Which lines of the material below contain the word "gray"? Show every one of them in full.

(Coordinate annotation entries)
★ ★ ★
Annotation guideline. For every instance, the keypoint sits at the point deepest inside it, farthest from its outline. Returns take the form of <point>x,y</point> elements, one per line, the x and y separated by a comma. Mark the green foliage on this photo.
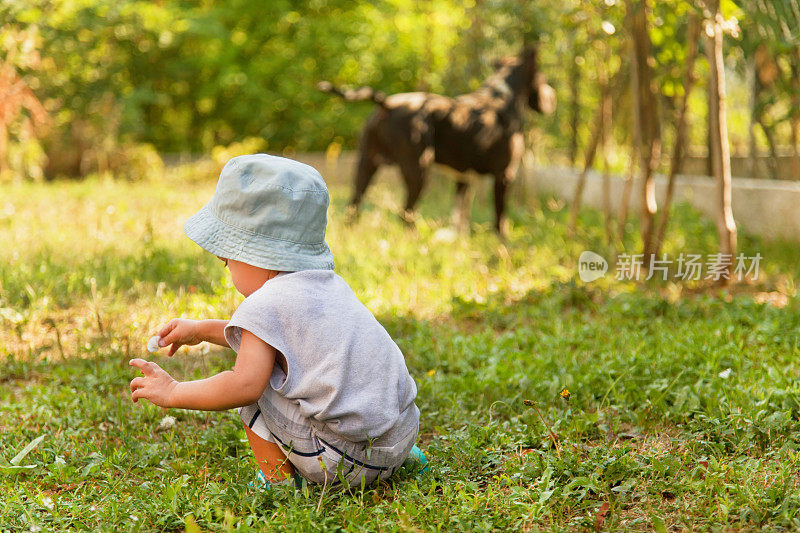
<point>684,409</point>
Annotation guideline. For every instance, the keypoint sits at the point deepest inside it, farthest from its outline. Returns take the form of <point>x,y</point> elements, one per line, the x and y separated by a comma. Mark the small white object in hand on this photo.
<point>152,344</point>
<point>168,422</point>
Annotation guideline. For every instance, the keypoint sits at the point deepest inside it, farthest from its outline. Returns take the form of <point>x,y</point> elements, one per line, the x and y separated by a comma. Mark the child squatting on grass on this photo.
<point>322,389</point>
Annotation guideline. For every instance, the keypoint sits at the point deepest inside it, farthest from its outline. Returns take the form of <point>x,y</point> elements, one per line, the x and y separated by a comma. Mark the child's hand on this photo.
<point>179,332</point>
<point>156,385</point>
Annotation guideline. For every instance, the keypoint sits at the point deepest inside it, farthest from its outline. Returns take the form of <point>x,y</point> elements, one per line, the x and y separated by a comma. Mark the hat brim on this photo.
<point>231,242</point>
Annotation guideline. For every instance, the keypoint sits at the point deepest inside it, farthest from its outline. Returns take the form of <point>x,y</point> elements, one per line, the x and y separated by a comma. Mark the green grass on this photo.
<point>684,408</point>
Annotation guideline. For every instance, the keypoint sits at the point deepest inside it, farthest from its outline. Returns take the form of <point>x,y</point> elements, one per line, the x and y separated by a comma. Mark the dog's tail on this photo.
<point>354,95</point>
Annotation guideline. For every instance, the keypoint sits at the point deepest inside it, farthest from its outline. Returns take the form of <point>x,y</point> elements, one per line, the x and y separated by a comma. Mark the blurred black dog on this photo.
<point>478,132</point>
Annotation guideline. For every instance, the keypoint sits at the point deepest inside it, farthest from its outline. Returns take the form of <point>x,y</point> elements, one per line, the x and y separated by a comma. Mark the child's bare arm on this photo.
<point>183,331</point>
<point>233,388</point>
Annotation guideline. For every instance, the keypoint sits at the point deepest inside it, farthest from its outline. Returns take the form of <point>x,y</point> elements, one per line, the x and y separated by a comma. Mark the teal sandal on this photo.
<point>261,483</point>
<point>416,456</point>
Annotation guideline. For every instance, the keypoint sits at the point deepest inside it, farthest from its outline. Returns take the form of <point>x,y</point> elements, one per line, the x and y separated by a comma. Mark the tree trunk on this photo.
<point>606,109</point>
<point>719,149</point>
<point>575,109</point>
<point>678,151</point>
<point>591,151</point>
<point>795,128</point>
<point>645,101</point>
<point>752,100</point>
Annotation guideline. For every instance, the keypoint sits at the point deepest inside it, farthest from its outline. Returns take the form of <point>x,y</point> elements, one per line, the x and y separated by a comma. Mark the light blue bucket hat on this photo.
<point>267,211</point>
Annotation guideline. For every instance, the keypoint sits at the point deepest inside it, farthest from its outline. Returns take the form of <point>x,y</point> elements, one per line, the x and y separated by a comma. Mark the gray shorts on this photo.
<point>319,455</point>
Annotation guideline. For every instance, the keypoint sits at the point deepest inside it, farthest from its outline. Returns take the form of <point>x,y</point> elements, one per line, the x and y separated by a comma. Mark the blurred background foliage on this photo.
<point>88,85</point>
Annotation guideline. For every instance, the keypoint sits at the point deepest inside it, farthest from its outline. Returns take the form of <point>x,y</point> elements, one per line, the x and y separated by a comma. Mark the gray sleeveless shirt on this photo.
<point>343,369</point>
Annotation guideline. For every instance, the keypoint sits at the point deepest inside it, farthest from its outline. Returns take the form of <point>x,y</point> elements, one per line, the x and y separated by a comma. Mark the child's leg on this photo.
<point>270,458</point>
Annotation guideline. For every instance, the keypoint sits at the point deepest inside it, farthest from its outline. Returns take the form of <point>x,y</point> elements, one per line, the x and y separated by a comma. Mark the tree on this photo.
<point>647,114</point>
<point>719,148</point>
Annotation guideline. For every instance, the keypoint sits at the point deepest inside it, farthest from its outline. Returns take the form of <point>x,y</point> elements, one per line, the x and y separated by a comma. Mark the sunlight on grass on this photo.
<point>684,407</point>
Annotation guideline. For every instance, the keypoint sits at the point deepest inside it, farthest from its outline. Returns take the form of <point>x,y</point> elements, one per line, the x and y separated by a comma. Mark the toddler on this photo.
<point>322,389</point>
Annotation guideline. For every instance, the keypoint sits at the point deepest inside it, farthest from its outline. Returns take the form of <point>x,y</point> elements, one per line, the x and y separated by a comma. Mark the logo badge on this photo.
<point>591,266</point>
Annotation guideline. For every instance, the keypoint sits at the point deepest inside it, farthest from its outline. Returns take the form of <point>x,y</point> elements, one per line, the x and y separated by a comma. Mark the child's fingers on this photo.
<point>146,367</point>
<point>137,383</point>
<point>164,332</point>
<point>138,393</point>
<point>174,348</point>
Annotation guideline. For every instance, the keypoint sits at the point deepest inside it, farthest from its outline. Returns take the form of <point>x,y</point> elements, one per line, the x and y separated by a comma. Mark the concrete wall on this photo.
<point>770,209</point>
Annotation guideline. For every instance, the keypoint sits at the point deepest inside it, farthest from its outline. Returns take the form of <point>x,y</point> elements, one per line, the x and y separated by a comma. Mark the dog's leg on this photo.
<point>500,189</point>
<point>414,176</point>
<point>462,206</point>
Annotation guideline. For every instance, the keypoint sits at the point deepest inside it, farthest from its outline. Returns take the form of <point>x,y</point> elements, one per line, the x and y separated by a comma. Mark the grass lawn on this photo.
<point>684,403</point>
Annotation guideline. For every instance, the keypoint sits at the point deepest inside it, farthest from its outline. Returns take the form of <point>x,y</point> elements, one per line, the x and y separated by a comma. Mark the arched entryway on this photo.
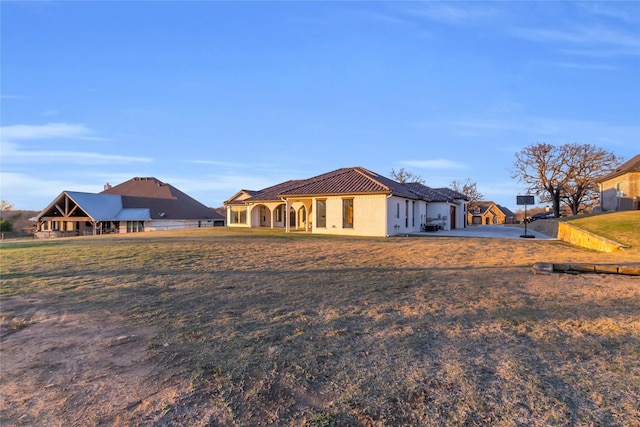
★ ★ ★
* [Solved problem]:
Annotation guideline. For every instance, the keypoint sits at the point deepest inside it, farthest from its outline. Returns take the form of <point>x,y</point> elements, one per line, the x and y separated by a comma. Mark the gray shorts on this photo.
Annotation guideline. For every instance, the keypoint sits at the point deepest inside it, farthest from its outline. Returns take the form of <point>x,y</point> elements, one per line, the x and y separated by a comma. Mark the gray sleeveless shirt on this photo.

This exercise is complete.